## Aim of the task
Gather every line of the material below that contains the string "cyclist" and copy each one in full.
%%
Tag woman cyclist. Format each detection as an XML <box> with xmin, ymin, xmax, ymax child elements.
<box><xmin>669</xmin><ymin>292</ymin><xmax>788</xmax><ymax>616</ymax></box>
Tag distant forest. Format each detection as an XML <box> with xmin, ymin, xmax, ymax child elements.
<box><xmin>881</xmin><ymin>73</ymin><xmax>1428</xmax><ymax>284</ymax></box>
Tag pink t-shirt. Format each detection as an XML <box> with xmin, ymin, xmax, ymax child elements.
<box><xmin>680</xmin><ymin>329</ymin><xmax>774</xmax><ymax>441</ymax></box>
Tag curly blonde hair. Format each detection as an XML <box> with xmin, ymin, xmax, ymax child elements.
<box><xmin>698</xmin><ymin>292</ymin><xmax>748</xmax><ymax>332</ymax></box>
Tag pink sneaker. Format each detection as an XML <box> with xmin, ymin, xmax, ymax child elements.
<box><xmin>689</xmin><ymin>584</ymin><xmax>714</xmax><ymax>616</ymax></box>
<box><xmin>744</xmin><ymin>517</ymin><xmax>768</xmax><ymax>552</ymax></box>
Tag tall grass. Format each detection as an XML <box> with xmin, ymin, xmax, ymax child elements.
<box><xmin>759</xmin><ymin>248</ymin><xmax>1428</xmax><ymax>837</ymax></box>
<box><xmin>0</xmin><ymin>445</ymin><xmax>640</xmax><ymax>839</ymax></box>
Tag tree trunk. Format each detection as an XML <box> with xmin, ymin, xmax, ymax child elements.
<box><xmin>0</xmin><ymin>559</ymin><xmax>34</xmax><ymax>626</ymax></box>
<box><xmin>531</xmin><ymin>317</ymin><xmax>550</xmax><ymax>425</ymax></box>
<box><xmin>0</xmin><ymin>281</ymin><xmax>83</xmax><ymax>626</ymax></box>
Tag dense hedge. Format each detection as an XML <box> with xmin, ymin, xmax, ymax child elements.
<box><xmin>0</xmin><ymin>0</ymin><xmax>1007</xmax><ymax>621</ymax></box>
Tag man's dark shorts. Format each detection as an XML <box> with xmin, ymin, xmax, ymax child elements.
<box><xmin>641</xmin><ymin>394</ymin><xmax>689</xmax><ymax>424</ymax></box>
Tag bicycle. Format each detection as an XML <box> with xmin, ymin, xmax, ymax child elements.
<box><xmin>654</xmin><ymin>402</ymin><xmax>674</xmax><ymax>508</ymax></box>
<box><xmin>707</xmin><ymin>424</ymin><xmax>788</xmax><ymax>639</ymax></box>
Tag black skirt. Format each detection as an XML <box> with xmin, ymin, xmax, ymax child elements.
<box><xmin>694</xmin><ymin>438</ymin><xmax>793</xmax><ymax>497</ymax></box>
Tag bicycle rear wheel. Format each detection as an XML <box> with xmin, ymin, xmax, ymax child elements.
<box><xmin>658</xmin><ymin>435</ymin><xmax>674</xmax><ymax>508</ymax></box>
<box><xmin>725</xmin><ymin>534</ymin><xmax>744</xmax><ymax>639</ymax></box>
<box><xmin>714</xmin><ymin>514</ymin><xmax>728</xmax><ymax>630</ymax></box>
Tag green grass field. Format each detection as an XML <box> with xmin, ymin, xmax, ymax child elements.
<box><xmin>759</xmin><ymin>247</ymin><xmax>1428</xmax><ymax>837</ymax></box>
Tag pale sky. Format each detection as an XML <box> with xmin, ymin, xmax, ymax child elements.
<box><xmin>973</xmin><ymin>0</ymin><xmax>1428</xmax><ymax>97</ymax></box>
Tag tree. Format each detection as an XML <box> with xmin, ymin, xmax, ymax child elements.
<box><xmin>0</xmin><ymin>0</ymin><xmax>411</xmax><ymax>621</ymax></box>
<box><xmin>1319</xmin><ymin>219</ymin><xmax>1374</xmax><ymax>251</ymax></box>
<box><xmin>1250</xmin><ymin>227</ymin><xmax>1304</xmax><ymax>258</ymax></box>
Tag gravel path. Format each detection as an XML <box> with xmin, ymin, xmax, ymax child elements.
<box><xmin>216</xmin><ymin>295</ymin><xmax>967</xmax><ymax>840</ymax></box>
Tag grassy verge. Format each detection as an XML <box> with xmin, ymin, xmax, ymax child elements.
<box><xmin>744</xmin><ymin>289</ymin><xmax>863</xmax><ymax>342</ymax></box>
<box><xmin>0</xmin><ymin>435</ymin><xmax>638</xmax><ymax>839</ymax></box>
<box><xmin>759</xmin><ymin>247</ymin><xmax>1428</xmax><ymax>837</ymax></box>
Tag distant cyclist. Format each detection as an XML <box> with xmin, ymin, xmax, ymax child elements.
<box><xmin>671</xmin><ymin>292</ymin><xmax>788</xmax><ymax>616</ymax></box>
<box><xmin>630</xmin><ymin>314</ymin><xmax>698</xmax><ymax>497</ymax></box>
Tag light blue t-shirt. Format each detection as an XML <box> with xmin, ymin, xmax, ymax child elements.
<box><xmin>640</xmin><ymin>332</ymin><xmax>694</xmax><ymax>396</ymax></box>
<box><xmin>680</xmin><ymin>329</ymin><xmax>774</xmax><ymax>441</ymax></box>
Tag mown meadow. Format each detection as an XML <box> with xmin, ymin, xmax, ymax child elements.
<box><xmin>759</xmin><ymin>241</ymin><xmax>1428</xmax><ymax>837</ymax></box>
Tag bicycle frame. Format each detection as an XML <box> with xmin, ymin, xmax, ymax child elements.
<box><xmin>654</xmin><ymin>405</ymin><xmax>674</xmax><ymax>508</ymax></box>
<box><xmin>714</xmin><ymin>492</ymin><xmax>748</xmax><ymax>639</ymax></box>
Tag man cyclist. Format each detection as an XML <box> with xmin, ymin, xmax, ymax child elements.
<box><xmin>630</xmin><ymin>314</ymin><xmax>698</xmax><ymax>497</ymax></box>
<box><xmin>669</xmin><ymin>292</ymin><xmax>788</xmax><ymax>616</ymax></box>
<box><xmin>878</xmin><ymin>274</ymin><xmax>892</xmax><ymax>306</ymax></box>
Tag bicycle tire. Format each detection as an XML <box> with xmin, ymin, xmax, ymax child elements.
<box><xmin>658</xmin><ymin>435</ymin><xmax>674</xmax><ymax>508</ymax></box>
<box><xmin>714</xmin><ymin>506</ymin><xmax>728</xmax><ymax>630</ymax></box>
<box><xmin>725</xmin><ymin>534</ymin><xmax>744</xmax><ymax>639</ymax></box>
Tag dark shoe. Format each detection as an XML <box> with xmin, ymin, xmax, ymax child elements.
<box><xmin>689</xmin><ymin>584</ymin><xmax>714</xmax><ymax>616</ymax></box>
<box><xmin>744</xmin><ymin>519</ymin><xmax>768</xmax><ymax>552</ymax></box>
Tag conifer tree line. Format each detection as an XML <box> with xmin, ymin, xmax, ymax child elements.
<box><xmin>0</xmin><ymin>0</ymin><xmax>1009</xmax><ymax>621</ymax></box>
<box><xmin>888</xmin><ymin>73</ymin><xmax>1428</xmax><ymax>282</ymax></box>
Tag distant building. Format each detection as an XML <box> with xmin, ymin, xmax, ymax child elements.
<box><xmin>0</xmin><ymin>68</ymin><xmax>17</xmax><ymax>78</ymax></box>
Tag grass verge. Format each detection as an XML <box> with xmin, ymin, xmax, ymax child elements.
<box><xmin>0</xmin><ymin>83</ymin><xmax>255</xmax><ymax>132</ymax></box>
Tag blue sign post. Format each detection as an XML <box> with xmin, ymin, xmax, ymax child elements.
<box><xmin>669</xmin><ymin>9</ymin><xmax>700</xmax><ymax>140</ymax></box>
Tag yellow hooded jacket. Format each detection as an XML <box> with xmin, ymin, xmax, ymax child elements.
%%
## Complete answer
Tag woman cyclist. Format each detection as an XML <box> with xmin, ymin, xmax, ymax child elements.
Tag distant cyclist. Format each detection as an XML <box> with xmin, ymin, xmax, ymax child elements.
Tag man cyclist. Format each detection as an XML <box> with xmin, ymin, xmax, ymax child elements.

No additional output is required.